- [INSTRUCCIONES DE TRABAJO]
A - Traduce al inglés esta oración de la reseña sobre el concierto de Sigur Rós: "Es absolutamente imposible tararear una composición de Sigur Rós."
B - Según la reseña sobre el concierto de Sigur Rós, ¿cuántos temas tiene el set list?
C - Enumera a todos los músicos de Sigur Rós que nombra la reseña sobre el concierto, cada uno con el instrumento principal que toca.

====== TEXTO PARA LEER

Un número de fe
El trío islandés Sigur Rós agota pronto porque sus recursos argumentativos se revelan de inmediato sin guardar mayores sorpresas
Catedrales de sonido cristalino se elevan y el público permanece en silencio, expectante, testigo humilde y sigiloso de la construcción en tiempo real de unos paisajes que remiten a la contemplación. Sigur Rós, el trío islandés de post rock, debuta en Santiago y el Movistar Arena casi repleto sigue atento sus movimientos el viernes por la noche. No hay saludos ni frases de buena crianza, solo sonido a tope por parte de una banda empecinada en copar cada rincón con decibeles, retroalimentación y un sobrecogedor espectáculo visual.
Hay 15 temas en el set list y un decorado consistente en unas barras que instalan un punto de fuga, evocativo de los montajes de Radiohead y Nine Inch Nails la década pasada. En Sigur Rós el escenario tiene un rol clave. Las imágenes en la pantalla gigante y la perfecta sincronía de las luces con cada tema contribuyen en todo momento a crear el ambiente necesario para cada pieza con ambición de edificación destinada a la liturgia. El sonido que emana de "Jónsi" en guitarra y voz, "Goggi" en bajo y y Ágúst Ævar Gunnarsson a cargo de la batería, los tres desdoblados además en sintetizadores, es sencillamente notable. Increíble que solo tres músicos sean capaces de montar tamaño ruido con oficio ceremonial desde una perspectiva rock.
La guitarra crece exponencialmente porque en gran parte del concierto es ejecutada con un arco y volumen al máximo. En algunos pasajes el bajo replica el efecto mediante E bow, una cápsula que al ser aplicada a las cuerdas crea un voluminoso efecto de retroalimentación. La batería aplica patrones atípicos generalmente basada en fraseos organizados sobre los toms, desechando las métricas regulares. La voz de "Jónsi" es un tono cristalino y agudo con reminiscencias corales que hilvana en una jerigonza indescifrable. Aquí no hay espacio para los coros ni la complicidad. Es absolutamente imposible tararear una composición de Sigur Rós.
Todo aquello que maravilla e impresiona durante los primeros minutos de espectáculo -el sonido portentoso, las imágenes y juegos de luces conjugados para hilvanar paisajes desoladores y fantásticos consonantes a la música-, pronto se torna repetitivo, carente de giros, finalmente predecible. Las formas se imponen a un fondo anémico y chato. El trío islandés agota pronto porque sus recursos argumentativos se revelan de inmediato sin guardar mayores sorpresas. Después de un rato ya sabes que la construcción melódica solo depende de la voz, que la guitarra alternará entre la languidez y el estallido a través del arco sobre las cuerdas, y líneas de bajo pastoso con escasos dibujos. Irremediablemente las introducciones dependen de escasas notas de piano y un mullido colchón sonoro emanado desde la guitarra.
Sigur Rós encanta a sus seguidores como el feligrés de una iglesia se siente cobijado bajo el reducto de su credo. Para los que no profesan encanto por la reiteración como recurso artístico es un culto como todos, mecánico y carente de significado.

============
====== REGISTROS PROPORCIONADOS

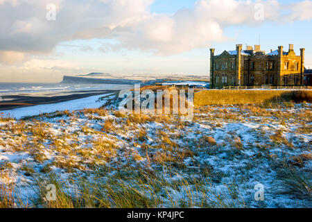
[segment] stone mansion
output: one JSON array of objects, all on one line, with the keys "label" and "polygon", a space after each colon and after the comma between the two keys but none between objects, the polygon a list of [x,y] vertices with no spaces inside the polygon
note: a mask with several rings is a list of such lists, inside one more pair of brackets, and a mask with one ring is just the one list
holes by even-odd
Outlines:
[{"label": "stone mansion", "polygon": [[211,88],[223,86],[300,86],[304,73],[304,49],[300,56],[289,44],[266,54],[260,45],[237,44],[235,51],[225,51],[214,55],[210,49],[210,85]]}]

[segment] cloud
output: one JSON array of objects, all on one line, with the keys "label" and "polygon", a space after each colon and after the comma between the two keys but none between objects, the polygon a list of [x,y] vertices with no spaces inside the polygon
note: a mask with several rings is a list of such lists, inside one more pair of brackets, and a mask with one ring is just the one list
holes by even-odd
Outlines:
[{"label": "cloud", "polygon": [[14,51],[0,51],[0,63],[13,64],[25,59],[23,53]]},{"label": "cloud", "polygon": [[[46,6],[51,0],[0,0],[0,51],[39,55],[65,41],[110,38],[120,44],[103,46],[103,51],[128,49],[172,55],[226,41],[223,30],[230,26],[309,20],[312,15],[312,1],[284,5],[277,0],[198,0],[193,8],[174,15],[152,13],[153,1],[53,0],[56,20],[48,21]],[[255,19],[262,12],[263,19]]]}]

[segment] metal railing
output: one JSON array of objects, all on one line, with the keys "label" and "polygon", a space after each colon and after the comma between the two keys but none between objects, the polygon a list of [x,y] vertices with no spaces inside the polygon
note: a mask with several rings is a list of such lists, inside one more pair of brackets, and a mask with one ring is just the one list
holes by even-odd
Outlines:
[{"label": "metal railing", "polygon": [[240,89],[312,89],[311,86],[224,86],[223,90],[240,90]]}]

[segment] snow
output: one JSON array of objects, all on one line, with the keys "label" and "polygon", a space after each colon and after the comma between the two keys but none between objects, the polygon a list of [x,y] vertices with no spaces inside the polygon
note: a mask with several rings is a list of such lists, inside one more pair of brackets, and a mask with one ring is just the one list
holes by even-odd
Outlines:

============
====== REGISTROS PROPORCIONADOS

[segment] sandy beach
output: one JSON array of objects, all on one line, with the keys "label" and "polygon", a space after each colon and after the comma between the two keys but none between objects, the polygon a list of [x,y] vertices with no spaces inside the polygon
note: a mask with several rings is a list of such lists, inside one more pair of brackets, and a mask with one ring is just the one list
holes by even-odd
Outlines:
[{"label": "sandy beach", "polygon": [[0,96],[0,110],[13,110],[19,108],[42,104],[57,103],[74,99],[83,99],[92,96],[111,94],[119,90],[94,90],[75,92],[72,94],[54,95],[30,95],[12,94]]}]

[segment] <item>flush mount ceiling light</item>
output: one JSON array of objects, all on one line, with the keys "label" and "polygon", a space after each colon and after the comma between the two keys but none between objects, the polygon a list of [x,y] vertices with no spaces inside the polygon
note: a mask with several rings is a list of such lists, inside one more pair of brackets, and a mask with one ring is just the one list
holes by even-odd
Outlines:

============

- [RESPUESTAS]
A - It is absolutely impossible to hum a Sigur Rós composition.

B - El set list tiene 15 temas.

C -
- "Jónsi": guitarra y voz
- "Goggi": bajo
- Ágúst Ævar Gunnarsson: batería